Exact repetition of every entry is required.

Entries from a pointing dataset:
_____

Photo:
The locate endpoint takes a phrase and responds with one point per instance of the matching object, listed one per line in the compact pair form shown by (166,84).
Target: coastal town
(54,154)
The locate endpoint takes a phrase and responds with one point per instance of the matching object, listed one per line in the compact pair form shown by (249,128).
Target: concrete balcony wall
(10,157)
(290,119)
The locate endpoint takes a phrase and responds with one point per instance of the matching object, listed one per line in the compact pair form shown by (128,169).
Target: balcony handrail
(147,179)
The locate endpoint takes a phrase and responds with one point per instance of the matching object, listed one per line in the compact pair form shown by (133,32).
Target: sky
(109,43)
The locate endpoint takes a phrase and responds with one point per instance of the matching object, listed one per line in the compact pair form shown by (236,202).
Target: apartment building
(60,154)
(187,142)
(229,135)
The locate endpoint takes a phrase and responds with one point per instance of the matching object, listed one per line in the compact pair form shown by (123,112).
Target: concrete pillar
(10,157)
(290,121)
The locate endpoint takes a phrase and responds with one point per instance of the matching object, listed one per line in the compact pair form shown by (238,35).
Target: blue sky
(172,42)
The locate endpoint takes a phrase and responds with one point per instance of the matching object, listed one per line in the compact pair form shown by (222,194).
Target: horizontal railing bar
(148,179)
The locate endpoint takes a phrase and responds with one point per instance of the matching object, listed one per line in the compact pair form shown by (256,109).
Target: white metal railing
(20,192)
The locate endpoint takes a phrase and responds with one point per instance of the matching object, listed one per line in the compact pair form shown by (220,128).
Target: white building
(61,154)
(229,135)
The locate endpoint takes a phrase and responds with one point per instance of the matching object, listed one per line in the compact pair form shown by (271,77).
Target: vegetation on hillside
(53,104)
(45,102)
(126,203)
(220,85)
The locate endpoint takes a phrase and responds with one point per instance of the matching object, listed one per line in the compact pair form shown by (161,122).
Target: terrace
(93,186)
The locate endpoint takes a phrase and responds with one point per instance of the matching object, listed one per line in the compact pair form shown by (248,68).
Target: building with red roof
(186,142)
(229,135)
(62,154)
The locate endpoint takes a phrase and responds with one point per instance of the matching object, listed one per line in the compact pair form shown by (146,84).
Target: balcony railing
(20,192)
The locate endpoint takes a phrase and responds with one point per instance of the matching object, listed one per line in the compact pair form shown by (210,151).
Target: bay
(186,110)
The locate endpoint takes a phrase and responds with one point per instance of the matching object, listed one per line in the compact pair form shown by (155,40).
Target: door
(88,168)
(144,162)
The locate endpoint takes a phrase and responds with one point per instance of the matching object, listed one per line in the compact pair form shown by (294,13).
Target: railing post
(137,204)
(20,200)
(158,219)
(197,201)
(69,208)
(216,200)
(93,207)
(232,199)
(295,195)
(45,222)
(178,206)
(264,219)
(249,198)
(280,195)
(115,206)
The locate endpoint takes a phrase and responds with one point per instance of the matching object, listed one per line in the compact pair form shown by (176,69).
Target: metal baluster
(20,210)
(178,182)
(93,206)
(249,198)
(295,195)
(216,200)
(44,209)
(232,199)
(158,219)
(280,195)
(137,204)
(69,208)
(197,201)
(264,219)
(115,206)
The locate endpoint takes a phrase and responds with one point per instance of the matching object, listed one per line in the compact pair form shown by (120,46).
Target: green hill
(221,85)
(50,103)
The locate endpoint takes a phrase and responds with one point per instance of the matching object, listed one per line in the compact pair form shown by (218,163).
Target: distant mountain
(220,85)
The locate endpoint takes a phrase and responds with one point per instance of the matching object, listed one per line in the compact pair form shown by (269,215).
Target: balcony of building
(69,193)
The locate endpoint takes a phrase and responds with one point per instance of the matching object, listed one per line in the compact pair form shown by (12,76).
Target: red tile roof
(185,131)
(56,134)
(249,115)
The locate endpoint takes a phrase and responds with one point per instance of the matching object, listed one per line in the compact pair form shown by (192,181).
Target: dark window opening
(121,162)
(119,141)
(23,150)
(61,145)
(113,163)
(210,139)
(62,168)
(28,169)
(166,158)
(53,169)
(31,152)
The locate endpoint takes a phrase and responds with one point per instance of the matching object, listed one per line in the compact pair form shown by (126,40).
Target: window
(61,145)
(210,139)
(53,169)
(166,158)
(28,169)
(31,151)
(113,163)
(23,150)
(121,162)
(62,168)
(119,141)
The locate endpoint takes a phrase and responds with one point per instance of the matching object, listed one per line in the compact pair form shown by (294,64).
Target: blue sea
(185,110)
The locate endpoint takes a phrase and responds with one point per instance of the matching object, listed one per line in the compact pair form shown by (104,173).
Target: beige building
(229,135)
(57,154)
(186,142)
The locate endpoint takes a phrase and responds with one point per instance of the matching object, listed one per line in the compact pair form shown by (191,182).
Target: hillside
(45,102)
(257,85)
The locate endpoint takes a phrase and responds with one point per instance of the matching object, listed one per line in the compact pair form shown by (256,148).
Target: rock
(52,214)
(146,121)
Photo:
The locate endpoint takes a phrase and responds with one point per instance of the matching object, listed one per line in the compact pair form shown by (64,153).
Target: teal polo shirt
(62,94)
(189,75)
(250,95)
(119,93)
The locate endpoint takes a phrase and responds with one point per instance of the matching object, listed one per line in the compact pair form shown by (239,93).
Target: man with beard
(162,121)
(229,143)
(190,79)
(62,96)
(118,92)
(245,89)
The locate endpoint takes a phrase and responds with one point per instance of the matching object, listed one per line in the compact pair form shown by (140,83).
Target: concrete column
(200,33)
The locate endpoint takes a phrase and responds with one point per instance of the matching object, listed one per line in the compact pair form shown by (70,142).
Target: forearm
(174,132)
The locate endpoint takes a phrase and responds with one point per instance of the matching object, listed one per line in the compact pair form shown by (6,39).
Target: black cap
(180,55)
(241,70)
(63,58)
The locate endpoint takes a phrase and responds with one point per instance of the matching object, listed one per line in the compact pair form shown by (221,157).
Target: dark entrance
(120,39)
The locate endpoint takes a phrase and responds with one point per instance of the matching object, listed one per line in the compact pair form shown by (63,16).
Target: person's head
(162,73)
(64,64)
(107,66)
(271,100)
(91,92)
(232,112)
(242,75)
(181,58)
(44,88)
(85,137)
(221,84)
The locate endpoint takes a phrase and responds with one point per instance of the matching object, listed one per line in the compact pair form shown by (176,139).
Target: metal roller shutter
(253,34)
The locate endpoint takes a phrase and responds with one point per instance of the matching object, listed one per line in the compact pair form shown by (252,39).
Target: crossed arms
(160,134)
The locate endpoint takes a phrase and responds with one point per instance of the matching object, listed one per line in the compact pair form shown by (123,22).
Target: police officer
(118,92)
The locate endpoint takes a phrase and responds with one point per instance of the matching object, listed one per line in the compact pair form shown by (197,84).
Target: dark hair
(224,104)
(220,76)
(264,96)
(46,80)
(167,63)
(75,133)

_____

• _Output of the task_:
Photo:
The locate endpoint takes a phrase and responds with one point per instance of the matching object, listed one per line in the compact pair form shown by (166,84).
Target: coastal town
(54,154)
The locate endpoint takes a phrase and responds with one point per instance of the matching object, listed one per line in the compact pair form shown by (249,128).
Target: concrete balcony wall
(10,157)
(290,119)
The locate endpoint takes a phrase and responds with one point per instance of the matching object, listed one per line in the compact pair form shown by (128,169).
Target: balcony handrail
(147,179)
The locate endpoint takes a phrase and responds with one point per instance of the matching object, listed one per line in the compact pair form shown by (133,32).
Target: sky
(109,43)
The locate endpoint takes a phrase and responds with one point per instance of the matching object, listed one per line in the compact pair form shown by (236,202).
Target: apartment building
(60,154)
(187,142)
(229,135)
The locate endpoint takes a phrase and responds with one point per instance of the matching object, listed one per line in the compact pair form shown by (123,112).
Target: concrete pillar
(10,157)
(290,121)
The locate endpoint takes a phrase and responds with one point per instance of the matching object, listed one per line in the compact pair form shown by (238,35).
Target: blue sky
(172,42)
The locate endpoint takes a phrase and responds with one point per instance of the matching object, listed one per line in the compact pair form shown by (222,194).
Target: horizontal railing bar
(148,179)
The locate endpoint takes a phrase and responds with one point per instance of the matching object, listed one per line in the compact pair form shown by (256,109).
Target: white metal railing
(20,192)
The locate endpoint takes a phrase and responds with one point per instance of the matching object, listed one per line in the compact pair form shown by (220,128).
Target: white building
(61,154)
(229,135)
The locate endpoint takes a phrase and responds with one point per instance of the matching object, listed one per line in the compact pair form shown by (271,77).
Target: vegetation on hillside
(53,104)
(45,102)
(126,203)
(220,85)
The locate endpoint takes a phrase and responds with one point per instance of the matching object, listed one per line in the compact pair form shown by (161,122).
Target: terrace
(93,186)
The locate endpoint takes a phrase and responds with one point per instance of the matching object, listed one per line in the compact pair form shown by (248,68).
Target: building with red roof
(186,142)
(229,135)
(62,154)
The locate endpoint takes a phrase and responds with one point per instance of the matching object, listed one per line in the compact pair form shown by (146,84).
Target: balcony railing
(20,192)
The locate endpoint takes a phrase and responds with one point per instance of the matching object, listed one per line in the compact pair form shown by (210,151).
Target: bay
(186,110)
The locate endpoint takes a phrase and responds with one point per instance of the matching object, listed one per line in the compact pair form shown by (155,40).
Target: door
(88,168)
(144,162)
The locate endpoint takes a phrase and responds with one point per instance of the matching object, listed one per line in the compact pair form shown by (294,13).
Target: railing post
(137,204)
(20,200)
(158,219)
(197,201)
(69,208)
(216,200)
(93,207)
(232,199)
(295,195)
(45,222)
(178,206)
(264,219)
(249,198)
(280,195)
(115,206)
The locate endpoint takes a phrase and responds with one point per instance of the matching object, listed one per line in the compact pair form shown by (176,69).
Target: metal baluster
(20,210)
(178,182)
(93,206)
(249,198)
(295,195)
(216,200)
(44,209)
(232,199)
(158,219)
(280,195)
(137,204)
(69,208)
(197,201)
(264,219)
(115,206)
The locate endpoint takes a phrase and responds with one point per instance of the matching object, listed one per line in the compact pair form shown by (120,46).
Target: green hill
(221,85)
(50,103)
The locate endpoint takes a phrase and responds with one point per instance of the matching object, listed one per line in the compact pair form shown by (218,163).
Target: distant mountain
(220,85)
The locate endpoint takes a phrase and responds with one point per instance of the matching object, listed one per line in the compact pair form shown by (269,215).
Target: balcony of building
(69,193)
The locate endpoint takes a phrase and responds with one point per instance of the matching object, listed one per line in the compact pair form shown by (12,76).
Target: red tile roof
(185,131)
(56,134)
(249,115)
The locate endpoint takes a phrase and responds with one point per instance of the matching object, listed one per line in the compact pair form shown by (192,181).
Target: dark window opening
(121,162)
(119,141)
(23,150)
(61,145)
(113,163)
(210,139)
(62,168)
(28,169)
(166,158)
(53,169)
(31,152)
The locate endpoint takes a phrase and responds with one point per instance of the matching object, listed one per line in the compact pair form shown by (126,40).
Target: window
(61,145)
(210,139)
(53,169)
(166,158)
(28,169)
(31,151)
(113,163)
(23,150)
(121,162)
(62,168)
(119,141)
The locate endpoint takes a phrase and responds with one point per instance of the matching object, listed one per line in the compact pair form shown by (294,64).
Target: blue sea
(185,110)
The locate endpoint takes a phrase and responds with one point per instance of the matching object, listed one per line in the compact pair form shown by (104,173).
Target: beige building
(229,135)
(57,154)
(186,142)
The locate endpoint takes a phrase and responds with one point per instance of the matching object, listed one per line in the compact pair form shown by (191,182).
Target: hillside
(45,102)
(257,85)
The locate endpoint takes a phrase and responds with one point per instance of the matching object, listed one per line in the compact pair form shown by (256,148).
Target: rock
(52,214)
(146,121)
Photo:
The locate endpoint takes a phrase and responds with one point per instance of the matching object, listed one per line in the compact pair form shown by (64,153).
Target: teal polo shirt
(62,94)
(189,75)
(250,95)
(119,93)
The locate endpoint takes a phrase and responds with one point per instance of the matching object, listed one per line in the compact pair form shown by (239,93).
Target: man with beard
(162,121)
(229,143)
(190,79)
(62,96)
(118,92)
(245,89)
The locate endpoint takes a phrase and responds with one point per instance of the matching object, listed one per line in the compact pair form shown by (140,83).
Target: concrete column
(200,33)
The locate endpoint takes a phrase and responds with one point per instance of the matching object, listed one per line in the compact pair form shown by (70,142).
Target: forearm
(174,132)
The locate endpoint takes a phrase and responds with one point per instance of the matching object, listed one per line in the compact pair form shown by (6,39).
Target: black cap
(180,55)
(241,70)
(63,58)
The locate endpoint takes a phrase and responds with one point per instance of the matching object, listed one per line in the compact pair form shown by (221,157).
Target: dark entrance
(120,39)
The locate endpoint takes a phrase and responds with one point per instance of the matching object, listed one per line in the compact pair form shown by (63,16).
Target: person's head
(162,73)
(64,64)
(107,66)
(271,100)
(91,92)
(232,112)
(242,75)
(181,58)
(44,88)
(85,137)
(221,84)
The locate endpoint takes a phrase and responds with one point per instance of the matching object, listed one per line in the compact pair form shown by (176,139).
Target: metal roller shutter
(253,34)
The locate endpoint takes a phrase and responds with one point per instance of the matching object, listed one per line in the compact pair form shown by (252,39).
Target: crossed arms
(160,134)
The locate endpoint takes a phrase and responds with one point per instance of the matching object, listed one per line in the compact pair form shown by (123,22).
Target: police officer
(118,92)
The locate endpoint takes a phrase and responds with one point per instance of the matching object, listed one per line in the compact pair form shown by (197,84).
Target: dark hair
(224,104)
(220,76)
(264,96)
(46,80)
(167,63)
(75,133)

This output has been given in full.